** Start Records supplied **
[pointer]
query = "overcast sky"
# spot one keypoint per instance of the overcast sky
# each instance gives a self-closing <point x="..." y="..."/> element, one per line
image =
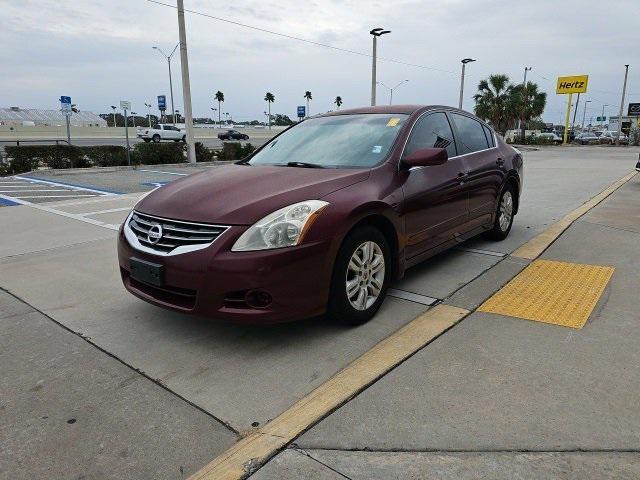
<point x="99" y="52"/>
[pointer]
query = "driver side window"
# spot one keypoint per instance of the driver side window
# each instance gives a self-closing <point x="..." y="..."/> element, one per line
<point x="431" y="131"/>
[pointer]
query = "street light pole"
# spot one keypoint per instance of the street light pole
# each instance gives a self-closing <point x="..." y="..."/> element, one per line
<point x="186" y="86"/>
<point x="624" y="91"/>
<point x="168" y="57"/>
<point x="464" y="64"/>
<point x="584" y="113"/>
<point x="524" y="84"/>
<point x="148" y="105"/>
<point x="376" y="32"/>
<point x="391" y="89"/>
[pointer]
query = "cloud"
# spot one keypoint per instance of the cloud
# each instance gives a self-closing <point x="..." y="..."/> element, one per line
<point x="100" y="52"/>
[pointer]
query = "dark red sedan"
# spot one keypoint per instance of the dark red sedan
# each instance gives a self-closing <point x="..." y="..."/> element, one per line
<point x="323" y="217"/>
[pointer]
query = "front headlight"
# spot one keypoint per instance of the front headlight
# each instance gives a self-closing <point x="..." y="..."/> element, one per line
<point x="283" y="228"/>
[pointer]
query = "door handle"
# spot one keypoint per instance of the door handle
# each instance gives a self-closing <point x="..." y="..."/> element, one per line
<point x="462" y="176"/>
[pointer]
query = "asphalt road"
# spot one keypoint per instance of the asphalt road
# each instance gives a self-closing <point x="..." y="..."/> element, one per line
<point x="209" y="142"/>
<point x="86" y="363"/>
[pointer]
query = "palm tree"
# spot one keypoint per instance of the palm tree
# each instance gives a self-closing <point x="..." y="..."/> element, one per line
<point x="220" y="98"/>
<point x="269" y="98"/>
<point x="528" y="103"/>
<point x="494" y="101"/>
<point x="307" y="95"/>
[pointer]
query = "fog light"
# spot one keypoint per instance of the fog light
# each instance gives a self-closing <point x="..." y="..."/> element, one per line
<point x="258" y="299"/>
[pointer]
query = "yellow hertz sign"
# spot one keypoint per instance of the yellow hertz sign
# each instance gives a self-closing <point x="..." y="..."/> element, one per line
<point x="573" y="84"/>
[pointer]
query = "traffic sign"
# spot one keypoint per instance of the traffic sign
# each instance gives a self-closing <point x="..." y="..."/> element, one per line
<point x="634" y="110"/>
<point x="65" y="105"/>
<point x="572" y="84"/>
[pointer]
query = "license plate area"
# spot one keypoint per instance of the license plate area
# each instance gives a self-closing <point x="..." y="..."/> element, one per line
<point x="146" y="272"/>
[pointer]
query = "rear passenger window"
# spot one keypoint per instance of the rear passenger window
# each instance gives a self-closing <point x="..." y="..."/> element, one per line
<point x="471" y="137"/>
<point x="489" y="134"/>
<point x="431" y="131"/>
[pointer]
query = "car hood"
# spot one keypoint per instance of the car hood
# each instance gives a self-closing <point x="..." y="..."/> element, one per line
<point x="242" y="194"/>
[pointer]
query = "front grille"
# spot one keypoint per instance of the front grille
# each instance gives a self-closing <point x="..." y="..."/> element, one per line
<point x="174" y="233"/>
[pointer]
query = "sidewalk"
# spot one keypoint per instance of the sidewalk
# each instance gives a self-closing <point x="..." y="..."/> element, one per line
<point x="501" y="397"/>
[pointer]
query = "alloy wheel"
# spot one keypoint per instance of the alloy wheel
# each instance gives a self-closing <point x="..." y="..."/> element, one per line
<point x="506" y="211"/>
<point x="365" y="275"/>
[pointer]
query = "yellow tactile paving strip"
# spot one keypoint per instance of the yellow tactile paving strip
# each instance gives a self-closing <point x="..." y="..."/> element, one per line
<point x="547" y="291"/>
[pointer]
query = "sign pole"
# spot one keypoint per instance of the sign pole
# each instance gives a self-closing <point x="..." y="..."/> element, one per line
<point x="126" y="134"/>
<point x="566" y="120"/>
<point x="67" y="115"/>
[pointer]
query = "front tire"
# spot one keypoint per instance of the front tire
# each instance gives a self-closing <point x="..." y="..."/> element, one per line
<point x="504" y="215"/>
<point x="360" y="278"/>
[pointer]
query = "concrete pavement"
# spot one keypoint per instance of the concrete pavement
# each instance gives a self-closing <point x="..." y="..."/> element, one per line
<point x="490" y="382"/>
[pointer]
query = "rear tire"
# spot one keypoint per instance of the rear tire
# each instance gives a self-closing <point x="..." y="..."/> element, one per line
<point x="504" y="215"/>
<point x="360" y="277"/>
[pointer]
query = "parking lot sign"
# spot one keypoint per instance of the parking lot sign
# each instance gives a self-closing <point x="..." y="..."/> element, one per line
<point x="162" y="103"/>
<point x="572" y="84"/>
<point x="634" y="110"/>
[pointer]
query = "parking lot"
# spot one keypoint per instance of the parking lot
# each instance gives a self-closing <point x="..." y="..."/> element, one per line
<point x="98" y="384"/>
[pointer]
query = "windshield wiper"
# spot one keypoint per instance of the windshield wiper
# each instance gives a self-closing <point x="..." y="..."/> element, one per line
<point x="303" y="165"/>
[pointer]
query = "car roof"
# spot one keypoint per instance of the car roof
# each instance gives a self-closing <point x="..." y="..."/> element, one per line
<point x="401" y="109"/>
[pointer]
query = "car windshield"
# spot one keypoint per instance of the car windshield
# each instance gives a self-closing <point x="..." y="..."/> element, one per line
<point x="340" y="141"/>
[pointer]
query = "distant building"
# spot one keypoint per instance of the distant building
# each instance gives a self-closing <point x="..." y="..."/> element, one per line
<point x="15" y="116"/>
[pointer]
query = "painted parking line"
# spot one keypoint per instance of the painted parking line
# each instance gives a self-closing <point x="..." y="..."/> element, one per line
** End Records supplied **
Quote the listing above in full, except for the pictures.

[pointer]
query = "overcast sky"
# spot one keypoint per instance of the overcast sky
# each instance gives a self-closing <point x="..." y="..."/> element, one per line
image =
<point x="99" y="52"/>
[pointer]
query = "driver side window"
# spot one keypoint per instance of the driver side window
# each instance gives a self-closing <point x="..." y="..."/> element, one per line
<point x="431" y="131"/>
[pointer]
query = "street light pole"
# spot one keypoint per instance of the street light pole
# each instance gives a self-closing <point x="..." y="..."/> element, one per line
<point x="186" y="86"/>
<point x="624" y="91"/>
<point x="168" y="57"/>
<point x="464" y="64"/>
<point x="584" y="113"/>
<point x="524" y="84"/>
<point x="148" y="105"/>
<point x="376" y="32"/>
<point x="391" y="89"/>
[pointer]
query = "cloud"
# spot one keypoint per instance of the cloud
# each instance gives a self-closing <point x="..." y="..."/> element, one per line
<point x="100" y="52"/>
[pointer]
query = "dark red sedan"
# spot one keypoint per instance of the dark red sedan
# each instance gives a self-closing <point x="..." y="..."/> element, one per line
<point x="323" y="217"/>
[pointer]
query = "front headlight"
# spot one keypoint per instance of the front headlight
# each instance gives a self-closing <point x="..." y="..."/> element, one per line
<point x="283" y="228"/>
[pointer]
query = "door handle"
# spot one keypoint per instance of the door handle
# each instance gives a self-closing <point x="..." y="..."/> element, one per line
<point x="462" y="176"/>
[pointer]
query = "asphalt road"
# spot one keypoint per instance of the asphalt road
# each instance gives a self-closing <point x="..." y="..."/> element, one per line
<point x="209" y="142"/>
<point x="86" y="363"/>
[pointer]
query = "palm tree"
# spot one keypoint per instance of the palm tree
# each instance gives a self-closing <point x="..." y="..."/> element, one per line
<point x="220" y="98"/>
<point x="269" y="98"/>
<point x="528" y="103"/>
<point x="494" y="101"/>
<point x="307" y="95"/>
[pointer]
query = "fog light"
# spot one keypoint per instance of the fog light
# each instance gives a self-closing <point x="..." y="..."/> element, one per line
<point x="258" y="299"/>
[pointer]
query = "yellow hertz sign"
# spot one keypoint per instance of the yellow hertz sign
# each instance gives a self-closing <point x="..." y="..."/> element, one per line
<point x="573" y="84"/>
[pointer]
query = "traffic sign"
# spot one keypoint per instance of the traffic sign
# each instance gives a self-closing <point x="..." y="..."/> element, one per line
<point x="634" y="110"/>
<point x="65" y="105"/>
<point x="572" y="84"/>
[pointer]
query = "license plate area"
# spot one keypoint per instance of the license plate area
# each instance gives a self-closing <point x="..." y="..."/> element, one per line
<point x="146" y="272"/>
[pointer]
query = "rear passenger window"
# spot one keypoint per instance of the rear passenger window
# each instance gives a self-closing <point x="..." y="..."/> element, one per line
<point x="471" y="137"/>
<point x="489" y="134"/>
<point x="431" y="131"/>
[pointer]
query = "car hood"
# spot one keypoint per instance of the car hood
# each instance gives a self-closing <point x="..." y="..."/> element, one per line
<point x="242" y="194"/>
[pointer]
query = "front grille"
# spot one keypoint per instance of the front grille
# each instance gives a self-closing <point x="..." y="..."/> element, one per line
<point x="174" y="233"/>
[pointer]
query = "sidewalk"
# spot one keypoint per instance of the sidewalk
# each instance gives a self-closing <point x="..." y="..."/> element, one per line
<point x="501" y="397"/>
[pointer]
query = "alloy wheel"
# spot one keypoint per instance of the alloy wheel
# each instance gives a self-closing <point x="..." y="..."/> element, one per line
<point x="506" y="211"/>
<point x="365" y="275"/>
[pointer]
query = "yellow tactile paving strip"
# spot one keypoint per instance of the yellow tactile paving strip
# each instance gives a self-closing <point x="..." y="..."/> element, one per line
<point x="547" y="291"/>
[pointer]
query = "sign pole"
# spot one keypoint per instance of the sign pole
# each instance gives a self-closing <point x="..." y="..."/> element, one per line
<point x="126" y="134"/>
<point x="566" y="120"/>
<point x="67" y="115"/>
[pointer]
query = "front tire"
# spot one keypoint per instance of the front tire
# each instance gives a self-closing <point x="..." y="..."/> element, one per line
<point x="504" y="215"/>
<point x="360" y="278"/>
[pointer]
query = "concrete pavement"
# spot one keypoint per instance of the concrete pavement
# each instance gives a self-closing <point x="..." y="..."/> element, one per line
<point x="490" y="382"/>
[pointer]
query = "rear tire"
# spot one keypoint per instance of the rear tire
# each instance gives a self-closing <point x="..." y="..."/> element, one per line
<point x="504" y="215"/>
<point x="360" y="277"/>
[pointer]
query = "parking lot sign"
# spot one keypoint per instance of the parking lot sign
# each instance gives a self-closing <point x="..." y="..."/> element, one per line
<point x="162" y="103"/>
<point x="572" y="84"/>
<point x="634" y="110"/>
[pointer]
query = "parking lot"
# spot one keypoint per instance of the parking lot
# each instance gives a self-closing <point x="..." y="..."/> element, one per line
<point x="98" y="384"/>
[pointer]
query = "windshield wiper"
# spot one keypoint per instance of the windshield wiper
# each instance gives a self-closing <point x="..." y="..."/> element, one per line
<point x="303" y="165"/>
[pointer]
query = "car roof"
# spot one keypoint per instance of the car roof
# each instance gives a self-closing <point x="..." y="..."/> element, one per line
<point x="401" y="109"/>
[pointer]
query = "car windshield"
# spot one keypoint per instance of the car windshield
# each instance gives a self-closing <point x="..." y="..."/> element, one per line
<point x="340" y="141"/>
[pointer]
query = "distant building"
# spot one keypoint per instance of the distant building
# each instance gives a self-closing <point x="..." y="..."/> element, one per line
<point x="15" y="116"/>
[pointer]
query = "painted parking line"
# spot one keypoint per instance of the painted parking line
# each instance gives a self-closing <point x="..." y="..."/> element, one per line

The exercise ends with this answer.